* _What is asked_
- 1) Translate this sentence from the article on Margaret Sullivan's lecture into Spanish: "Like any good reporter, Margaret Sullivan is clear, direct and transparent with her audience."
- 2) Please reproduce, word for word, the passage of the article on Margaret Sullivan's lecture starting at "Sean Smith /" and ending at "importantly, a solution.".

::: Selected extract :::

Margaret Sullivan, former editor in chief of The Buffalo News, and the executive director of the Craig Newmark Center for Journalism Ethics and Security at Columbia Journalism School, speaks on the importance of local journalism as a part of the Chautauqua Lecture Series on Tuesday in the Amphitheater.
Sean Smith / staff photographer
Margaret Sullivan, former editor in chief of The Buffalo News, and the executive director of the Craig Newmark Center for Journalism Ethics and Security at Columbia Journalism School, speaks on the importance of local journalism as a part of the Chautauqua Lecture Series on Tuesday in the Amphitheater.

Like any good reporter, Margaret Sullivan is clear, direct and transparent with her audience. The journalist laid out her lecture at 10:45 a.m. Tuesday in the Amphitheater in three concise sections: a problem, why it matters and, most importantly, a solution.

Sullivan, an award-winning media critic, weekly columnist for the United State publication of The Guardian, and executive director of the Craig Newmark Center for Journalism Ethics and Security at Columbia Journalism School, took the Amp stage to reflect on the decline, current state, and future of local and regional journalism, part of the Chautauqua Lecture Series theme “Our Greatest Challenges (That We Can Actually Do Something About).”

Sullivan began her lecture by recounting how watching the Watergate scandal unfold sparked her interest in a lifelong career in journalism. She recollected a conversation with her older brother about what she wanted to do with her life, and her realization during this talk that she wanted to pursue journalism.

She began as an intern at her hometown newspaper, The Buffalo News, and later worked her way up the chain of command to become the first female editor in chief of the newspaper. Later in her career, she served as media columnist for The Washington Post, and was the fifth (and first female) public editor at The New York Times.

When she started at The Buffalo News, the paper was wildly profitable because it was one of few ways advertisers could reach consumers.

Sullivan said  Warren Buffett, who owned the newspaper, compared their profitability at the expense of advertisers to that of an unregulated toll bridge.

“He compared owning a paper in a monopoly market to owning an unregulated toll bridge,” she said. “You could charge what you wanted, in other words, because you had to get there, and so you would pay whatever it was.”

Soon, though, newspapers’ monopoly on advertising began to weaken. With the launch of Craigslist and other online platforms, smaller advertisers who might have taken to putting classified ads in a newspaper found themselves able to list ads on the internet for free. Later, Facebook, Google and other companies bolstered their advertising capacities and newspapers no longer had the upper hand they once did.

When the Great Recession hit, advertisers could not afford to purchase ads at the same pace and rate as they once could and, according to Sullivan, the newspaper industry has not made a full recovery since.

Local and regional newspapers, once boasting mastheads with hundreds of people, dwindled in size and scope as profits fell. She discussed watching her newspaper’s local competitor, The Courier Express, go under and experiencing firsthand the slow decline of local and regional papers.

::: Record set :::

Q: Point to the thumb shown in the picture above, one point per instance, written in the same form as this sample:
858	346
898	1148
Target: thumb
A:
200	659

:::
::: Record set :::

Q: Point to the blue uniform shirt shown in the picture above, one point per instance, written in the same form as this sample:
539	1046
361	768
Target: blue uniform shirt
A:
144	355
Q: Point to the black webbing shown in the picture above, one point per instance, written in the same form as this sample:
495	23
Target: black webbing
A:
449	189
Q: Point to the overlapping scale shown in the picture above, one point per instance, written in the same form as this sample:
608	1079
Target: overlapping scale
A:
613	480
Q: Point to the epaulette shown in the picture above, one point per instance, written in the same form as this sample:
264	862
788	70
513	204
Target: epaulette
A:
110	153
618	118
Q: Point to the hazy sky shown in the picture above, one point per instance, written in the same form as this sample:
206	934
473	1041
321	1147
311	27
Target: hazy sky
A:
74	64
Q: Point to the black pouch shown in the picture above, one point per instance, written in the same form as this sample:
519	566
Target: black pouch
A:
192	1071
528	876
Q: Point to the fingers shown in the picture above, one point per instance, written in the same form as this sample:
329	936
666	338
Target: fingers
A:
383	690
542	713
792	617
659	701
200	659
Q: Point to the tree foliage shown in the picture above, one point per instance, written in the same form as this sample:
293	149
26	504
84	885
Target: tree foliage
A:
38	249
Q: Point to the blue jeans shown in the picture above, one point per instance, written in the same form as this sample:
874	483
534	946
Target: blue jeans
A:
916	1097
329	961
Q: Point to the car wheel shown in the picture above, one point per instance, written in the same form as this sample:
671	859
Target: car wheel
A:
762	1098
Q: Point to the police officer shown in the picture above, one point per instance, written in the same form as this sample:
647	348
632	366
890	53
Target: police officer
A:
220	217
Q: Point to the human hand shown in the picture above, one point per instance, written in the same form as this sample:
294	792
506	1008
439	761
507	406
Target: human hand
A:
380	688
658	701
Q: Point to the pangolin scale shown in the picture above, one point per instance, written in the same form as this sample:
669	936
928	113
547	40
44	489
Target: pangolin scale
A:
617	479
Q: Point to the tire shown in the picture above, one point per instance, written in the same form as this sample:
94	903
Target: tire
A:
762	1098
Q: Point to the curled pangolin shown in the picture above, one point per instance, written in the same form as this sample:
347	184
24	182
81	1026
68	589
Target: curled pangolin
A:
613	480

:::
::: Record set :::

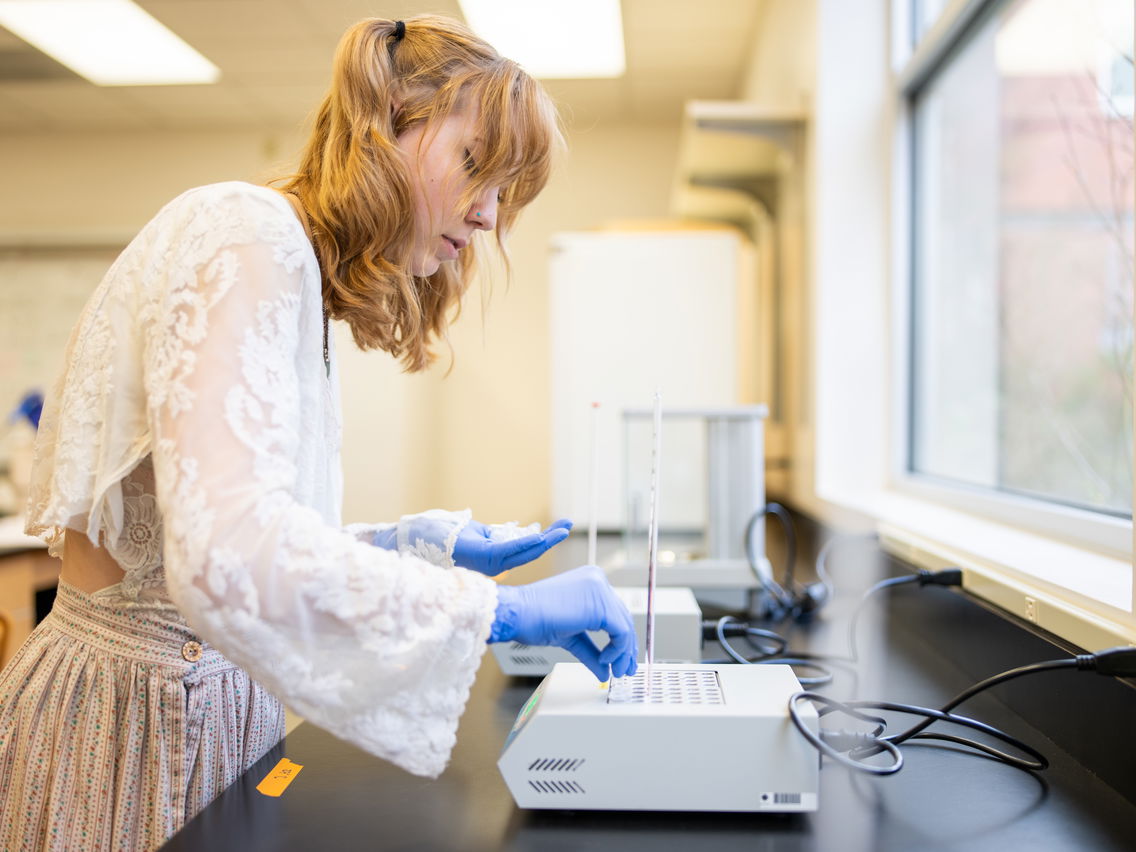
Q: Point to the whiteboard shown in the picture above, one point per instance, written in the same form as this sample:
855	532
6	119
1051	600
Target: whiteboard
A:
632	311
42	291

:::

* _Solution set_
- 1) Como toda buena reportera, Margaret Sullivan es clara, directa y transparente con su público.

- 2)
Sean Smith / staff photographer
Margaret Sullivan, former editor in chief of The Buffalo News, and the executive director of the Craig Newmark Center for Journalism Ethics and Security at Columbia Journalism School, speaks on the importance of local journalism as a part of the Chautauqua Lecture Series on Tuesday in the Amphitheater.

Like any good reporter, Margaret Sullivan is clear, direct and transparent with her audience. The journalist laid out her lecture at 10:45 a.m. Tuesday in the Amphitheater in three concise sections: a problem, why it matters and, most importantly, a solution.